- _Direction_
Edit the rows starting with the line that contains "Where can you spot the concrete underside" and going on through the line that contains "pixel 402 74": swap "concrete underside texture" for "concrete underside surface" and leave everything else as it stands.

- _Task data_
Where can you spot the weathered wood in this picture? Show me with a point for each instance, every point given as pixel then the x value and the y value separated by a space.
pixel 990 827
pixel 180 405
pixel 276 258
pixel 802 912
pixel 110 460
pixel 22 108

---

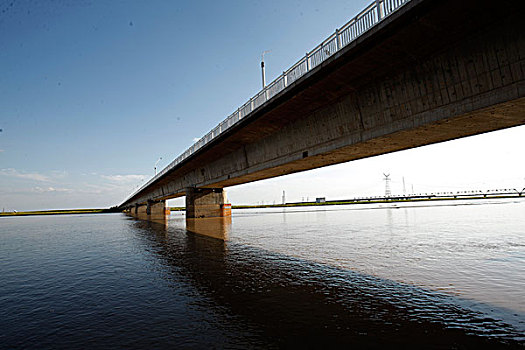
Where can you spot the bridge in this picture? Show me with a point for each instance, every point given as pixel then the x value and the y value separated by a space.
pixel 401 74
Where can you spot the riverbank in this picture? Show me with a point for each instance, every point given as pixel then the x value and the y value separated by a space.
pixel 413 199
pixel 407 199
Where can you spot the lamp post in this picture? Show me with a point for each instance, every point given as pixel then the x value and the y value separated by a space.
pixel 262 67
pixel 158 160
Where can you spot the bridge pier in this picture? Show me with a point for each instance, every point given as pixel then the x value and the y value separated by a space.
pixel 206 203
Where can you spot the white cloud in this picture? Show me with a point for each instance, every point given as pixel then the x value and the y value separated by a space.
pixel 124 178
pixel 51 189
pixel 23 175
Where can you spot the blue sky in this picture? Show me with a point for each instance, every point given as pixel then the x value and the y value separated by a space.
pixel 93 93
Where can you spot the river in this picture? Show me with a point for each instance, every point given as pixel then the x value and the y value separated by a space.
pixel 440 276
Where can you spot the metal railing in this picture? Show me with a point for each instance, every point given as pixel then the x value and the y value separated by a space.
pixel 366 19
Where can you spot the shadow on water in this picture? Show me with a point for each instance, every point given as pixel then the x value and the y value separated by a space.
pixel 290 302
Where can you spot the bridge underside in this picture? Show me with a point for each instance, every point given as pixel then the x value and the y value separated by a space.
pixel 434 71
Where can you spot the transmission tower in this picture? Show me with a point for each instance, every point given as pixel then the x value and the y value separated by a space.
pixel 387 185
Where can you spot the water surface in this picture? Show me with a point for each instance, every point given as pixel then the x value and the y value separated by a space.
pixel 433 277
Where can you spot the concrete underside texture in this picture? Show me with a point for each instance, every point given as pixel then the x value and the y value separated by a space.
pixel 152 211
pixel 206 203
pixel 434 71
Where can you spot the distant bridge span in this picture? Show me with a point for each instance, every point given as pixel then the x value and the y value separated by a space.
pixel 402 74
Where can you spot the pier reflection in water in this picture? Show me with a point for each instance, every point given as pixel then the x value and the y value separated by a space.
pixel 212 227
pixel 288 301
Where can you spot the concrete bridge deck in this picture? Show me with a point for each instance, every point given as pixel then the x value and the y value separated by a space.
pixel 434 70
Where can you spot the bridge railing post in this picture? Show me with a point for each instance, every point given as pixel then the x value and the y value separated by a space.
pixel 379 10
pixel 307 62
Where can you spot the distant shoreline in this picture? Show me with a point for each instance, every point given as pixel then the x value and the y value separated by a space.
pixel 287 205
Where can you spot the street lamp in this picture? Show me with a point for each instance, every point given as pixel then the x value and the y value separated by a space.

--

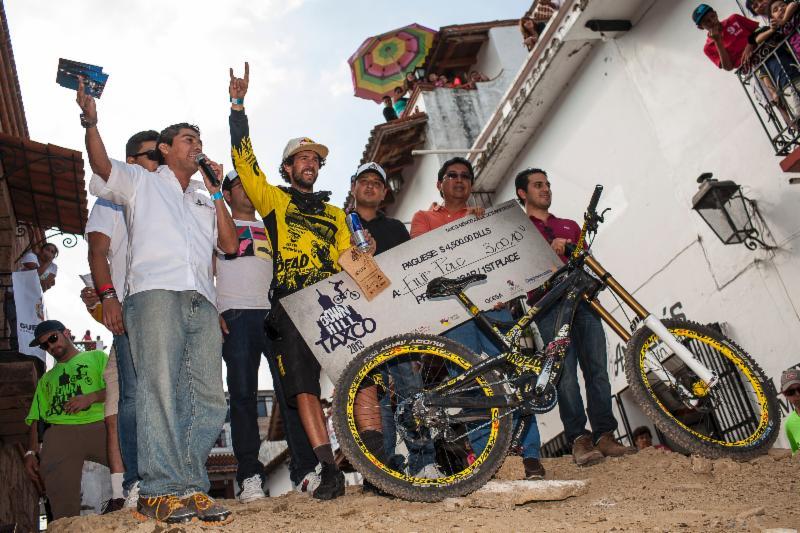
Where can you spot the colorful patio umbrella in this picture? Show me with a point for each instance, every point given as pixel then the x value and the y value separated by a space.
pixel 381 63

- _Response to this exercise_
Where can you spot the concrete underside surface in this picture? Show me with a point for each instance, every point given as pixel then the x value and the y value separated by a space.
pixel 152 211
pixel 206 203
pixel 434 71
Where can you spot the distant bridge span in this picture? Show me with a point for each instance, every point given as pixel then the x value and the y value separated by a space.
pixel 402 74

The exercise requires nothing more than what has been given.